**What this task involves:** Return the material below word for word, keeping every line in its original order.
#### Provided entries
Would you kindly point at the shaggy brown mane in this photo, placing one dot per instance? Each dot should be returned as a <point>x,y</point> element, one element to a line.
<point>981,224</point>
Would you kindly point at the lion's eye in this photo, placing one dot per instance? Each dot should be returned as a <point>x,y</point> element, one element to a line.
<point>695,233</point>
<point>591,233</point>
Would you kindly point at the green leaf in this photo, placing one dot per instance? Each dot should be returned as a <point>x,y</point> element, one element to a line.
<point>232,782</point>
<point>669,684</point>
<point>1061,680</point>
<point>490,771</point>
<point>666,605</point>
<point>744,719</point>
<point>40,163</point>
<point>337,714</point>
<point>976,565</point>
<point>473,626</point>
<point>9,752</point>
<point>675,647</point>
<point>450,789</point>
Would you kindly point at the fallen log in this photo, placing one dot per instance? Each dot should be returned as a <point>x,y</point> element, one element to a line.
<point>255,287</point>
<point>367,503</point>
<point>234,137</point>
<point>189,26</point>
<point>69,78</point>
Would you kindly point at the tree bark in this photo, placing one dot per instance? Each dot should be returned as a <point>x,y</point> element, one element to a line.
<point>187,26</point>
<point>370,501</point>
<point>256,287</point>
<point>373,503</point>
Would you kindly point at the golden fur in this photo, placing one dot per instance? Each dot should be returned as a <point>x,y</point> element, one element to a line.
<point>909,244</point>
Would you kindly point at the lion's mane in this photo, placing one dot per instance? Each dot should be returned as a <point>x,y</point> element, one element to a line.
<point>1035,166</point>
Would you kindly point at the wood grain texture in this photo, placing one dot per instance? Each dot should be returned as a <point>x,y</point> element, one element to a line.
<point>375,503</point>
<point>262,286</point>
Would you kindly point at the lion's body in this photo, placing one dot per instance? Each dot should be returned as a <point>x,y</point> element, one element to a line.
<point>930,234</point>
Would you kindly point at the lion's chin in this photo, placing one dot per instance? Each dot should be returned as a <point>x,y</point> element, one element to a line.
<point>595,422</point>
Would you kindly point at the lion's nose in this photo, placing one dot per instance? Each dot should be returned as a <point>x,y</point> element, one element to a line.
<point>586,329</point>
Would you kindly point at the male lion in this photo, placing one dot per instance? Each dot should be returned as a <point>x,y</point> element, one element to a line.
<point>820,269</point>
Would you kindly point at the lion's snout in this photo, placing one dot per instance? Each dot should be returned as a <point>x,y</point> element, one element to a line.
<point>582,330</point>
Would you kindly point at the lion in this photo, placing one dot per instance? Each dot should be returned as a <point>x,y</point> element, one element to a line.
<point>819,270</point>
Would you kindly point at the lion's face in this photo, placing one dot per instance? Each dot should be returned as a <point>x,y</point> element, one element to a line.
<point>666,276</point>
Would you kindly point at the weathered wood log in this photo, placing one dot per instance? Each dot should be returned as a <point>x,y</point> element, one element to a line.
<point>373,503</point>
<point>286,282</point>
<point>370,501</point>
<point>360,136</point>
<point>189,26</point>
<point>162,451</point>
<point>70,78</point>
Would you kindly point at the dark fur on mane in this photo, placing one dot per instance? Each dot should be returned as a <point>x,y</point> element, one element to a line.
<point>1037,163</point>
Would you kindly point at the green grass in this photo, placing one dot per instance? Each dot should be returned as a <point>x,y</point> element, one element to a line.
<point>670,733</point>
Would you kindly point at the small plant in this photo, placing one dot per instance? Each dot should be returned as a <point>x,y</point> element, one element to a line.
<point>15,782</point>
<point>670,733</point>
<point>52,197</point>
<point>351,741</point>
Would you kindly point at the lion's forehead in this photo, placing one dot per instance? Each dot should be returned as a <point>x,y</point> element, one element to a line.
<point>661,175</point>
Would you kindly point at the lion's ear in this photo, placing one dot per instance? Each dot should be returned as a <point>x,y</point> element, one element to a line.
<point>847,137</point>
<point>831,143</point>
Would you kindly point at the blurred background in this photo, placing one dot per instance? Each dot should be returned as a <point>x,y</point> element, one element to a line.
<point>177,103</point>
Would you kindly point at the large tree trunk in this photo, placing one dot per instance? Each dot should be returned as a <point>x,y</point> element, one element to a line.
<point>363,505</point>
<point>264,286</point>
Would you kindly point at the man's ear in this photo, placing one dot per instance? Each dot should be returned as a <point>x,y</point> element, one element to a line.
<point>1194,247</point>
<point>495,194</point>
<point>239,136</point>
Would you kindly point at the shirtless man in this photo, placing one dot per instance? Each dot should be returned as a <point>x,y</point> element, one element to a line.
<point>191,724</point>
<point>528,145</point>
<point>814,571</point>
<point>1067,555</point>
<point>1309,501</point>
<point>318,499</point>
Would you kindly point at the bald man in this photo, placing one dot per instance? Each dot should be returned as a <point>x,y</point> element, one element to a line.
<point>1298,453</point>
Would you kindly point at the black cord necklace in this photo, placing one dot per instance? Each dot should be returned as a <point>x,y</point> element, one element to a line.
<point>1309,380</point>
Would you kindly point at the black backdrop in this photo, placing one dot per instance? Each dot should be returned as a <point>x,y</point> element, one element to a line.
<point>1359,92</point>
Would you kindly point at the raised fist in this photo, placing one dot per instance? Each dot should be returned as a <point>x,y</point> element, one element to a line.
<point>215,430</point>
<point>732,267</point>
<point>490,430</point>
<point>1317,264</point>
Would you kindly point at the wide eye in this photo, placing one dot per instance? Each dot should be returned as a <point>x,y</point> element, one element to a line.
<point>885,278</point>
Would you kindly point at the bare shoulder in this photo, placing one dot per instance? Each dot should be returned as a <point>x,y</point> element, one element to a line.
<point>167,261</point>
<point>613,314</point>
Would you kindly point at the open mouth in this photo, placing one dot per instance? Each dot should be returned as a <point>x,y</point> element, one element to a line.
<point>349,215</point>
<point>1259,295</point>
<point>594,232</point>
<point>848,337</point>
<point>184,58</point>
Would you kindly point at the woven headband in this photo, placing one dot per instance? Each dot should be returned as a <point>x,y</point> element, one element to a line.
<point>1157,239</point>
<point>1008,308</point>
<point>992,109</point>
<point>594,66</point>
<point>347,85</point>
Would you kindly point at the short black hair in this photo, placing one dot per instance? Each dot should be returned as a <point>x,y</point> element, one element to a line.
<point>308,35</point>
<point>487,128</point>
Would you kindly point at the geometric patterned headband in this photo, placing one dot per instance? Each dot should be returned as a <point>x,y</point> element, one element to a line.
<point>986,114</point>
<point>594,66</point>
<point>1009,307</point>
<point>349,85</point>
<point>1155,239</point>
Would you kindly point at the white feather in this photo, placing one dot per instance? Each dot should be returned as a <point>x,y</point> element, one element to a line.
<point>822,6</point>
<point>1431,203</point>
########
**Worked answer:**
Would you kindly point at the shaggy brown mane in this photo, placing one dot per instance? Each dot should be returned as a <point>x,y</point> element, one element to a line.
<point>981,224</point>
Would you kindly point at the lion's eye in this photo, placing one dot per instance? Each dot should be returned as a <point>x,y</point> element, one element to a line.
<point>695,233</point>
<point>591,233</point>
Would you kindly point at the green leaf in this photo, placing one dot per instance? Each dot should be returned as a <point>x,y</point> element, one element to a line.
<point>232,782</point>
<point>669,684</point>
<point>1061,680</point>
<point>490,771</point>
<point>666,605</point>
<point>744,719</point>
<point>40,163</point>
<point>337,714</point>
<point>976,565</point>
<point>473,626</point>
<point>9,752</point>
<point>675,647</point>
<point>450,789</point>
Would you kindly point at the fallen log in this photo, placing one dot per instance? Each dot should be returned as a <point>x,y</point> element, one element to a line.
<point>255,287</point>
<point>367,503</point>
<point>234,137</point>
<point>189,26</point>
<point>69,78</point>
Would you kindly point at the tree bark in this photo, placing one dot per instance? Each dot should be returned as a <point>x,y</point> element, one element to a line.
<point>187,26</point>
<point>370,501</point>
<point>256,287</point>
<point>373,503</point>
Would you kindly point at the golden fur in this photo, placing one dot per instance? Each dot should be returned as a <point>x,y</point> element, one element to a line.
<point>909,244</point>
Would you kindly point at the lion's mane in this photo, placing one dot per instance? Each dot should be returned as a <point>x,y</point> element, one element to a line.
<point>1035,166</point>
Would you kindly point at the wood grain texture in this photo, placing one dot per instance? Each dot should be returned as a <point>x,y</point> element, one element to a line.
<point>375,503</point>
<point>262,286</point>
Would you kindly point at the lion's body in this photo, placing one dot per instance? Each dot should be returned as a <point>x,y</point> element, one element to a line.
<point>930,234</point>
Would you kindly point at the lion's chin in this photo, placing one dot per instance? Each dot should be returned as a <point>x,y</point> element, one element to a line.
<point>595,422</point>
Would you kindly point at the lion's nose in this photo, placing one dot per instance? Each dot should be returned as a <point>x,y</point> element, one element to a line.
<point>586,329</point>
Would you kindly point at the male lion in this photo, placing one dot per instance? Each dot should be returned as a <point>x,y</point> element, one element to a line.
<point>820,269</point>
Would you kindly point at the lion's snout in this photo, placing one dot per instance? Each dot should be returned as a <point>x,y</point> element, one element to a line.
<point>582,330</point>
Would you kindly point at the lion in this photo, placing one dot per instance? Each dot should be returned as a <point>x,y</point> element, one element to a line.
<point>819,270</point>
Would you kindly point at the lion's face in this photo, placing one dot per instance? Each dot should be returned as a <point>x,y</point> element, one element to a line.
<point>666,276</point>
Would you kindly point at the weathered wood log in this photo, placing one dot per instance? Each dot should be returned as a <point>x,y</point> element, one element to a line.
<point>373,503</point>
<point>286,282</point>
<point>370,501</point>
<point>360,136</point>
<point>189,26</point>
<point>162,451</point>
<point>70,78</point>
Would you kindly point at the dark fur on mane in this photo, placing one dot per instance? Each dot should be returned as a <point>x,y</point> element, one element to a line.
<point>1037,163</point>
Would you kindly point at the green grass in this photo, placing one dot per instance? Each dot should be returned as a <point>x,y</point> element, one element to a line.
<point>670,733</point>
Would you kindly point at the small plant in this photo, placing one dot per instance? Each dot should be returned as a <point>x,y</point> element, one element to a line.
<point>15,782</point>
<point>670,733</point>
<point>52,197</point>
<point>351,741</point>
Would you kindly point at the lion's forehead in this photo, placing one dot per instance? Each dot should be returned as a <point>x,y</point> element, one element to a line.
<point>661,175</point>
Would you kindly point at the lion's ear in this photo, placing one dot per instance? Each dot should be returned as a <point>x,y</point> element, one element to a line.
<point>847,137</point>
<point>831,143</point>
Would you kindly point at the blurred background in this photo, placing one dot per instance? Each dot should be returned as a <point>x,y</point> element, one element to a line.
<point>177,103</point>
Would you kindly point at the large tree trunk in this photo, placing one dot per instance? Each dot should be returned as a <point>x,y</point> element, one element to a line.
<point>363,505</point>
<point>264,286</point>
Would you kindly point at the man's ear in this photo, placing one dot per instance? Each dot should be returned as a <point>x,y</point> element, one element to a line.
<point>1194,247</point>
<point>495,194</point>
<point>239,136</point>
Would you kindly point at the shirtless man in this photo, placing one dot per instance? Each dot should be returned as a <point>x,y</point> element, one element to a line.
<point>191,724</point>
<point>528,145</point>
<point>814,571</point>
<point>1067,555</point>
<point>1309,501</point>
<point>318,499</point>
Would you kindly point at the bald man in this photo, placing one dot per instance? Each dot should be returned as a <point>x,y</point> element, one element to a line.
<point>1298,453</point>
Would you kindly point at the black cord necklace in this photo, placing one dot per instance? Each dot should be returned as a <point>x,y</point> element, one element to a line.
<point>1309,380</point>
Would you kindly point at the black backdrop in this photo, placing one dot per instance? Each dot should be returned as a <point>x,y</point> element, one element to a line.
<point>1359,92</point>
Would you kindly point at the raised fist in this photo, placing one dot per instance? Each dot should be returned as a <point>x,y</point> element, one element to a line.
<point>215,430</point>
<point>732,267</point>
<point>490,430</point>
<point>1317,264</point>
Would you kindly point at the wide eye in this photo, placing one dot per instance? Each dot should be returned as a <point>x,y</point> element, one element to a line.
<point>885,278</point>
Would you kindly point at the bare shoulder in this photo, placing one dot per instance? Each dot should be returned as a <point>x,y</point> element, one element to a line.
<point>167,261</point>
<point>613,314</point>
Would you kindly point at the open mouth in this photo, placing one dot per instance? Each dot should be returned as a <point>x,y</point> element, one element to a line.
<point>349,215</point>
<point>1259,295</point>
<point>594,232</point>
<point>848,337</point>
<point>184,58</point>
Would you kindly point at the woven headband in this photo, placing one dot per instance? Each dot should be returned as a <point>x,y</point> element, one element to a line.
<point>1157,239</point>
<point>1008,308</point>
<point>992,109</point>
<point>594,66</point>
<point>347,85</point>
Would you kindly point at the short black hair in this photo, placing one dot per instance? Each dot should be returned as a <point>x,y</point> element, one element to a line.
<point>308,35</point>
<point>487,128</point>
Would you kindly point at the geometric patterned headband in this photo, placing one dot per instance? Each dot should be returned as a <point>x,y</point> element, one element to a line.
<point>986,114</point>
<point>594,66</point>
<point>1009,307</point>
<point>349,85</point>
<point>1155,239</point>
Would you kindly point at the white feather in this photo, placing one dot per instance? Each dot should be returned as a <point>x,y</point> element, one element to a line.
<point>822,6</point>
<point>1431,203</point>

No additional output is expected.